-------- Passage for review --------

This page is dedicated to organizing various examples of standardized exam questions whose answer is fat necrosis of the breast. While this may seem a odd practice, it is useful to see multiple examples of how fat necrosis of the breast will be characterized on standardized exams (namely the boards and the shelf exams). This page is not meant to be used as a tradition question bank (as all of the answers will be the same), however seeing the classic “test” characterization for a disease is quite valuable.

-------- Material shown --------

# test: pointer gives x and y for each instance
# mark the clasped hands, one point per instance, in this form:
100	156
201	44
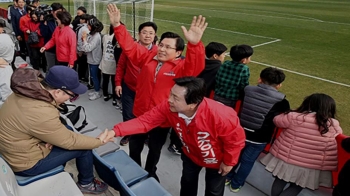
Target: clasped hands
106	136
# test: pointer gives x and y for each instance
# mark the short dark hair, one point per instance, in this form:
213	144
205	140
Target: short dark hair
195	89
214	48
64	17
239	52
96	25
148	24
272	76
56	6
82	8
29	8
180	44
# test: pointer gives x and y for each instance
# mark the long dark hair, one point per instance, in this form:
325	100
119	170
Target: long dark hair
323	105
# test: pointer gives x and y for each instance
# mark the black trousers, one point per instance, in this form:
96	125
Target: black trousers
105	81
82	67
214	182
157	138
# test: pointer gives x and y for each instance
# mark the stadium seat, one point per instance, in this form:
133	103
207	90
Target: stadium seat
129	170
56	185
24	180
150	186
105	149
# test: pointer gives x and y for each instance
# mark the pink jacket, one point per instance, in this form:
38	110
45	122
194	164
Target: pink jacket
301	143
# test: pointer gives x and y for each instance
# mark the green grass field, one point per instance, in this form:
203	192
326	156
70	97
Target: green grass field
305	36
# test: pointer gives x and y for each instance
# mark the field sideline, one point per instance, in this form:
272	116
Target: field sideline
307	38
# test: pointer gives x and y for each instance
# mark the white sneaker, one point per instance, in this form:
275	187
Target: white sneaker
95	96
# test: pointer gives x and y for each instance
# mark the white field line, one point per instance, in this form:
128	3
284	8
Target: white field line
297	73
223	30
277	40
302	74
296	17
264	64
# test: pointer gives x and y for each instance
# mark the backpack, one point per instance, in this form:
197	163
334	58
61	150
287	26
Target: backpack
77	115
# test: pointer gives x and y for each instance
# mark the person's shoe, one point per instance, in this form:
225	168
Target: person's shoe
173	149
124	141
91	93
118	105
74	98
95	96
95	187
234	190
106	98
90	86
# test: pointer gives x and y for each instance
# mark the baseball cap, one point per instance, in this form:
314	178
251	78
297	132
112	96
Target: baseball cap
62	77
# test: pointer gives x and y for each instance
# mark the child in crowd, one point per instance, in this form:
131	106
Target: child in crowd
108	65
305	154
261	104
233	76
93	49
342	188
215	56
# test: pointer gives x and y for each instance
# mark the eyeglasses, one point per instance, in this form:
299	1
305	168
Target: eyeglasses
70	94
147	33
167	47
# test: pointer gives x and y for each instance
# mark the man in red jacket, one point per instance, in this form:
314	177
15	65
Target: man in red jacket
210	132
158	69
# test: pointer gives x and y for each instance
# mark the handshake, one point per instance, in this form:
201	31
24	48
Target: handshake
106	136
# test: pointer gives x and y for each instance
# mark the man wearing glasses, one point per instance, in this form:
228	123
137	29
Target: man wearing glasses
158	69
32	138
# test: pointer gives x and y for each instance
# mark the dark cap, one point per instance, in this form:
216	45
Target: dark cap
62	77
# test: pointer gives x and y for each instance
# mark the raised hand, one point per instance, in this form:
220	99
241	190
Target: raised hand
197	28
114	14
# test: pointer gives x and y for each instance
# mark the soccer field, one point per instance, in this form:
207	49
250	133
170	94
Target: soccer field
307	38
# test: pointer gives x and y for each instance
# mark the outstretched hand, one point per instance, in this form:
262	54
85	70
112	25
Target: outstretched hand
114	14
197	28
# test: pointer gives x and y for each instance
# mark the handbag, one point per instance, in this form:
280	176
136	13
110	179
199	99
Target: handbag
33	38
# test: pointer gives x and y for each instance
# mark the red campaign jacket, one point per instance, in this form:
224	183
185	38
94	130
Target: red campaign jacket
150	89
23	25
213	136
34	27
66	44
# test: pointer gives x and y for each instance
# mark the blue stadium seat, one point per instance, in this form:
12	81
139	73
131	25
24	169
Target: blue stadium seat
130	171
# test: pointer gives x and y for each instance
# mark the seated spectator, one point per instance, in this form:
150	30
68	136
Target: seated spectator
305	154
233	76
342	188
32	138
215	56
6	57
261	104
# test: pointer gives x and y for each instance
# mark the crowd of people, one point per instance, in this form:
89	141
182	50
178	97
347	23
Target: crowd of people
159	90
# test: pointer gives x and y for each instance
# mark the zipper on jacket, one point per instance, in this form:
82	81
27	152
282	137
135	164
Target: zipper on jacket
157	70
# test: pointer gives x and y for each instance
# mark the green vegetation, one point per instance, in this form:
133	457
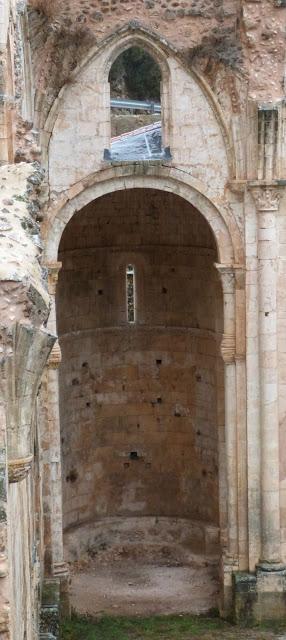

--------

*Task objective*
Please extend the passage about fat necrosis of the breast, starting after its final sentence.

*Written response*
Question # 1
A 33 year old woman is being evaluated for a mass found in her breast during a self exam a few days ago. The patient has a past history of a bilateral breast reduction about 2 years ago. She currently takes no medications and her paternal grandmother died at age 67 from breast cancer. In the clinic her breast exam shows a firm and fixed mass in the upper region of the left breast. A mammogram shows a 2 X 4 cm spiculated was with coarse calcifications in the upper region of the left breast. An ultrasound of the breast shows a hyperechoic mass. A core biopsy is taken, and the pathologist notes the presence of foamy macrophages and fat globules when analyzing the biopsy. Later the mass is excised and further pathological findings are concordant with the biopsy. What is the likely diagnosis in this patient?
Explanation: calcifications on imaging + foamy macrophages/fat globules on biopsy.